• **Action item A**
From the coding alert, set down word for word the part that opens with the words containing "You can untangle" and closes with "report at www.oig.hhs.gov/oas/reports/region1/10900528.pdf.".
• **Action item B**
Answer these questions from the coding alert:
(i) How many employees must an employer have for its group health plan to pay before Medicare for a patient aged 65 or older?
(ii) By about how much did the OIG say DMERC NHIC overpaid KX modifier claims for DME in 2007?
(iii) How many suppliers did NHIC agree to report to CMS for not meeting the standard for maintaining proof of delivery?

Part B Insider (Multispecialty) Coding Alert

Physician Notes:

CMS Offers Tool to Determine When Medicare is Secondary

Plus: OIG blasts suppliers' modifier KX claims.

When a patient has no other insurance coverage besides Medicare Part B, you can be sure that Medicare is that beneficiary's primary payer. But what about when the patient has additional insurers? You can determine when Medicare is considered the secondary payer and when CMS considers Medicare primary by accessing a handy new fact sheet.

As part of the MLN Matters educational series, CMS has published its "Medicare Secondary Payer Fact Sheet," which offers a full chart outlining when Medicare pays first and when the program pays second. For instance, if a patient has an employer retirement plan and is age 65 or older, then Medicare pays first, and the retiree coverage pays second.

On the other hand, if the patient is age 65 years or older, is covered by a group health plan through his or his spouse's current employment, and the employer has at least 20 employees, the group health plan pays first and Medicare pays second.

You can untangle many other common scenarios using this new tool, which is available for free at www.cms.gov/MLNProducts/downloads/MSP_Fact_Sheet.pdf.

In other news...

Another OIG report is projecting millions in Medicare overpayments for durable medical equipment (DME) billed with the KX modifier.

Background: In 2006, DME regional contractors Palmetto GBA and CIGNA overpaid such claims by about $127 million, the OIG estimated based on a 100-claim sample. The KX modifier indicates that the item in question has extra documentation requirements and that the supplier has the required documentation on file.

Now the OIG says DMERC NHIC overpaid KX modifier claims for DME by about $54 million in 2007, says a new report at www.oig.hhs.gov/oas/reports/region1/10900528.pdf.

The missing documentation included proof of delivery, physicians' orders, use or compliant use follow-up documentation, sleep studies, and physicians' statements, the report says.

NHIC agreed that it should review claims for these problems and recover unallowable payments, notify CMS of 24 suppliers who did not meet the supplier standard for maintaining proof of delivery so that CMS can take appropriate action, and make the identified overpayment recoveries from the sample.

(Collected data entries)

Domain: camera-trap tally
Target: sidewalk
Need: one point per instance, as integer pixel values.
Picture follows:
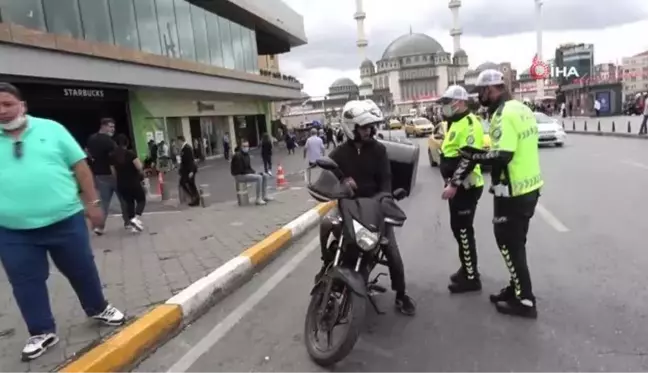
(142, 270)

• **Written response A**
You can untangle many other common scenarios using this new tool, which is available for free at www.cms.gov/MLNProducts/downloads/MSP_Fact_Sheet.pdf.

In other news...

Another OIG report is projecting millions in Medicare overpayments for durable medical equipment (DME) billed with the KX modifier.

Background: In 2006, DME regional contractors Palmetto GBA and CIGNA overpaid such claims by about $127 million, the OIG estimated based on a 100-claim sample. The KX modifier indicates that the item in question has extra documentation requirements and that the supplier has the required documentation on file.

Now the OIG says DMERC NHIC overpaid KX modifier claims for DME by about $54 million in 2007, says a new report at www.oig.hhs.gov/oas/reports/region1/10900528.pdf.

• **Written response B**
(i) At least 20 employees
(ii) About $54 million
(iii) 24 suppliers